====== Data listing ======
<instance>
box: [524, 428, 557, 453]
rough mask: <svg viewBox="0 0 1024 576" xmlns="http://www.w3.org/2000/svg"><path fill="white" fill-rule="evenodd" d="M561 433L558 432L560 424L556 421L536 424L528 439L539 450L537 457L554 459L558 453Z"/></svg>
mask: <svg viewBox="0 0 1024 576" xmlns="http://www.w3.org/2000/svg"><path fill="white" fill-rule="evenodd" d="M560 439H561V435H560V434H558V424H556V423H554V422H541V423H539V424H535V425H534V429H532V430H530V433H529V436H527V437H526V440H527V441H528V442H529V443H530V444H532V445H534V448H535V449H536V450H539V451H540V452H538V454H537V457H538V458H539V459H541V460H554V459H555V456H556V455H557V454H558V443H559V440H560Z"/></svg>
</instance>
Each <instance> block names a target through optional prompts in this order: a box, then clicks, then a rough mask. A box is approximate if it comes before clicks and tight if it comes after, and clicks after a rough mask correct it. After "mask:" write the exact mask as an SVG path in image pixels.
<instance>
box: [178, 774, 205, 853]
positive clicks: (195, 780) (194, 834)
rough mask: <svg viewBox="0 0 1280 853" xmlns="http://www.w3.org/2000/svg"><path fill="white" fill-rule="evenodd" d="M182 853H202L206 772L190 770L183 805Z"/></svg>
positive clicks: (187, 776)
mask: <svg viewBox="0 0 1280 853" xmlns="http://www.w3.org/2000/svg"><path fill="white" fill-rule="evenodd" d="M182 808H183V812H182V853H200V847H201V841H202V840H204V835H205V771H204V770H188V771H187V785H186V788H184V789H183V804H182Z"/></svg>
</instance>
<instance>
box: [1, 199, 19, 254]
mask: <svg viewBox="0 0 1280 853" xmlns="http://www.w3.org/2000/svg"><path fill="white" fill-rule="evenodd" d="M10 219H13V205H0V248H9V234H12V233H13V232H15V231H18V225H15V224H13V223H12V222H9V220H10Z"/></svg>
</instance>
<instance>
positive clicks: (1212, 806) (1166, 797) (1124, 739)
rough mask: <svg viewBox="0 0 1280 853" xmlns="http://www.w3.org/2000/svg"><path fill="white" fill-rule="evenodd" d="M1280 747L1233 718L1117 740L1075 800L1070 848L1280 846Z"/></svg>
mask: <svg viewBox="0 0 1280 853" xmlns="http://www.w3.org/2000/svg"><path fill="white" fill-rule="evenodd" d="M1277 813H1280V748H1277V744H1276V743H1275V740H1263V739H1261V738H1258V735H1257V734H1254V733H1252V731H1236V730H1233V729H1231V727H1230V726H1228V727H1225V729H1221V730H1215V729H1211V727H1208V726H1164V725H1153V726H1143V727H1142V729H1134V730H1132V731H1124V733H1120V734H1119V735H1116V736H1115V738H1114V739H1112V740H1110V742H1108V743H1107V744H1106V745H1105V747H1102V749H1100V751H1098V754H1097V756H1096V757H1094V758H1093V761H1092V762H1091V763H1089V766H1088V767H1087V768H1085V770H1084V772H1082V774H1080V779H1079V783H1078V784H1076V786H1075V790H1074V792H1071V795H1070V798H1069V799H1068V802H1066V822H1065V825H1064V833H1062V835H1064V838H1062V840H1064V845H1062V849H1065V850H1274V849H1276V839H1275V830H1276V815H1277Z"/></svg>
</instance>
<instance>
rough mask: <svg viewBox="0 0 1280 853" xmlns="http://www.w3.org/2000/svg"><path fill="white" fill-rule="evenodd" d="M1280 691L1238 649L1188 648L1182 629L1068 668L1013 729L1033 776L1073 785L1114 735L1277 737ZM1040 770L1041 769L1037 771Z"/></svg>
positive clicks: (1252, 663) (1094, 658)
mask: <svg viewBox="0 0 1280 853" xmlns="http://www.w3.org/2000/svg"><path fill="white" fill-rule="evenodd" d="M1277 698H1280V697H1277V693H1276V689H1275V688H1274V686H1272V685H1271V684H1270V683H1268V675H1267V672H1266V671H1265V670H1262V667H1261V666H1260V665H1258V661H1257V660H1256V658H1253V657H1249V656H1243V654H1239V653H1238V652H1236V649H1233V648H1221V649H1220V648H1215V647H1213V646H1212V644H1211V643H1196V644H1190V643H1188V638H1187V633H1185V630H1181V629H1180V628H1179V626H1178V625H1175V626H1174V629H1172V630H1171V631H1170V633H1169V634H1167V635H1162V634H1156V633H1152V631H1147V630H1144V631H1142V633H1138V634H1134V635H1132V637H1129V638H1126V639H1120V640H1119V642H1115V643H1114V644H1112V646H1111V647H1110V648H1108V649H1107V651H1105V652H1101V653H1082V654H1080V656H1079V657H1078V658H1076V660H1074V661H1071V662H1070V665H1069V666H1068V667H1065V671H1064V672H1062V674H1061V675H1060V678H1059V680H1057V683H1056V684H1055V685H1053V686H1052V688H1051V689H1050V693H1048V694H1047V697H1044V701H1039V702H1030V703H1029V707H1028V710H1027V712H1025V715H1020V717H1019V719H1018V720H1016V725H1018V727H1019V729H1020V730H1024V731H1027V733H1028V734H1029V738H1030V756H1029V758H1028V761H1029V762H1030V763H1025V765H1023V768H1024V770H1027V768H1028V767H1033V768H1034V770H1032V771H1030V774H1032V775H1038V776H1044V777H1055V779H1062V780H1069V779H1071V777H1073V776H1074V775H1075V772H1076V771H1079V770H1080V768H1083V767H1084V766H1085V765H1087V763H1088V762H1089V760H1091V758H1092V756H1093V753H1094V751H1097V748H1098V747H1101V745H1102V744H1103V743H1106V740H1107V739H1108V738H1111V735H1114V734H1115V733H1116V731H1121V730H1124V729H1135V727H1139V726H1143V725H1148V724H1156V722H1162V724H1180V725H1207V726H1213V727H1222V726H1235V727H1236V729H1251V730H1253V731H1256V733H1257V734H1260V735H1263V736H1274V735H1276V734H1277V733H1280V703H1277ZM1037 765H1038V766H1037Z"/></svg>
======
### Exercise
Give all the records again. Match them exactly.

### Solution to this problem
<instance>
box: [524, 428, 557, 453]
rough mask: <svg viewBox="0 0 1024 576" xmlns="http://www.w3.org/2000/svg"><path fill="white" fill-rule="evenodd" d="M561 433L558 432L560 424L556 421L536 424L528 439L539 450L537 457L554 459L558 453Z"/></svg>
mask: <svg viewBox="0 0 1024 576" xmlns="http://www.w3.org/2000/svg"><path fill="white" fill-rule="evenodd" d="M560 439H561V435H560V434H558V424H556V423H554V422H541V423H539V424H535V425H534V429H532V430H530V433H529V436H527V437H526V440H527V441H528V442H529V443H530V444H532V445H534V448H535V449H536V450H539V451H540V452H538V454H537V457H538V458H539V459H541V460H554V459H555V456H556V455H557V454H558V443H559V440H560Z"/></svg>
</instance>
Each <instance> block names a target through optional prompts in this order: a box, then clicks, then a rough mask. A box is approximate if it comes before clicks and tight if it comes after, and clicks after a rough mask correct it. After "mask:" write the exact mask as an SVG path in image pixels.
<instance>
box: [178, 774, 205, 853]
positive clicks: (195, 780) (194, 834)
rough mask: <svg viewBox="0 0 1280 853" xmlns="http://www.w3.org/2000/svg"><path fill="white" fill-rule="evenodd" d="M182 853H202L206 772L190 770L183 805Z"/></svg>
positive clicks: (187, 776)
mask: <svg viewBox="0 0 1280 853" xmlns="http://www.w3.org/2000/svg"><path fill="white" fill-rule="evenodd" d="M182 808H183V812H182V853H200V847H201V841H202V840H204V835H205V771H204V770H188V771H187V785H186V788H184V789H183V804H182Z"/></svg>
</instance>
<instance>
box: [1, 199, 19, 254]
mask: <svg viewBox="0 0 1280 853" xmlns="http://www.w3.org/2000/svg"><path fill="white" fill-rule="evenodd" d="M10 219H13V205H0V248H9V234H12V233H13V232H15V231H18V225H15V224H13V223H12V222H9V220H10Z"/></svg>
</instance>
<instance>
positive clicks: (1212, 806) (1166, 797) (1124, 739)
rough mask: <svg viewBox="0 0 1280 853" xmlns="http://www.w3.org/2000/svg"><path fill="white" fill-rule="evenodd" d="M1280 747L1233 718L1117 740L1075 800L1070 848L1280 846Z"/></svg>
mask: <svg viewBox="0 0 1280 853" xmlns="http://www.w3.org/2000/svg"><path fill="white" fill-rule="evenodd" d="M1277 813H1280V748H1277V744H1276V743H1275V740H1263V739H1261V738H1258V735H1257V734H1254V733H1252V731H1236V730H1233V729H1231V727H1230V726H1228V727H1225V729H1221V730H1215V729H1211V727H1208V726H1164V725H1153V726H1143V727H1142V729H1134V730H1132V731H1124V733H1120V734H1119V735H1116V736H1115V738H1114V739H1112V740H1110V742H1108V743H1107V744H1106V745H1105V747H1102V749H1100V751H1098V754H1097V756H1096V757H1094V758H1093V761H1092V762H1091V763H1089V766H1088V767H1087V768H1085V770H1084V772H1082V774H1080V779H1079V783H1078V784H1076V786H1075V790H1074V792H1071V795H1070V798H1069V799H1068V802H1066V822H1065V825H1064V833H1062V835H1064V838H1062V840H1064V845H1062V849H1065V850H1274V849H1276V839H1275V830H1276V815H1277Z"/></svg>
</instance>
<instance>
rough mask: <svg viewBox="0 0 1280 853" xmlns="http://www.w3.org/2000/svg"><path fill="white" fill-rule="evenodd" d="M1280 691L1238 649L1188 648L1182 629L1068 668L1013 729L1033 776L1073 785L1114 735L1277 737ZM1040 770L1041 769L1037 771Z"/></svg>
positive clicks: (1252, 663) (1094, 658)
mask: <svg viewBox="0 0 1280 853" xmlns="http://www.w3.org/2000/svg"><path fill="white" fill-rule="evenodd" d="M1277 698H1280V697H1277V693H1276V689H1275V688H1274V686H1272V685H1271V684H1270V683H1268V675H1267V672H1266V671H1265V670H1262V667H1261V666H1260V665H1258V661H1257V660H1256V658H1253V657H1249V656H1243V654H1239V653H1238V652H1236V649H1233V648H1221V649H1220V648H1215V647H1213V646H1212V644H1211V643H1196V644H1190V643H1188V638H1187V633H1185V630H1181V629H1180V628H1179V626H1178V625H1175V626H1174V629H1172V630H1171V631H1170V633H1169V634H1167V635H1162V634H1156V633H1152V631H1147V630H1144V631H1142V633H1138V634H1134V635H1132V637H1129V638H1126V639H1120V640H1119V642H1115V643H1114V644H1112V646H1111V647H1110V648H1108V649H1107V651H1105V652H1101V653H1082V654H1080V656H1079V657H1078V658H1076V660H1074V661H1071V662H1070V665H1069V666H1068V667H1065V671H1064V672H1062V674H1061V675H1060V678H1059V680H1057V683H1056V684H1055V685H1053V686H1052V688H1051V689H1050V693H1048V694H1047V697H1044V701H1039V702H1030V703H1029V707H1028V710H1027V712H1025V715H1020V717H1019V719H1018V720H1016V725H1018V727H1019V729H1020V730H1024V731H1027V733H1028V734H1029V738H1030V756H1029V758H1028V761H1029V762H1030V763H1025V765H1023V768H1024V770H1027V768H1028V767H1033V768H1034V770H1032V771H1030V774H1032V775H1038V776H1044V777H1055V779H1062V780H1069V779H1071V777H1073V776H1074V775H1075V772H1076V771H1079V770H1080V768H1083V767H1084V766H1085V765H1087V763H1088V762H1089V760H1091V758H1092V756H1093V753H1094V751H1097V748H1098V747H1101V745H1102V744H1103V743H1106V740H1107V739H1108V738H1111V735H1114V734H1115V733H1116V731H1121V730H1124V729H1135V727H1139V726H1143V725H1148V724H1156V722H1162V724H1180V725H1207V726H1213V727H1222V726H1235V727H1236V729H1251V730H1253V731H1256V733H1257V734H1260V735H1263V736H1274V735H1276V734H1277V733H1280V703H1277ZM1037 765H1038V766H1037Z"/></svg>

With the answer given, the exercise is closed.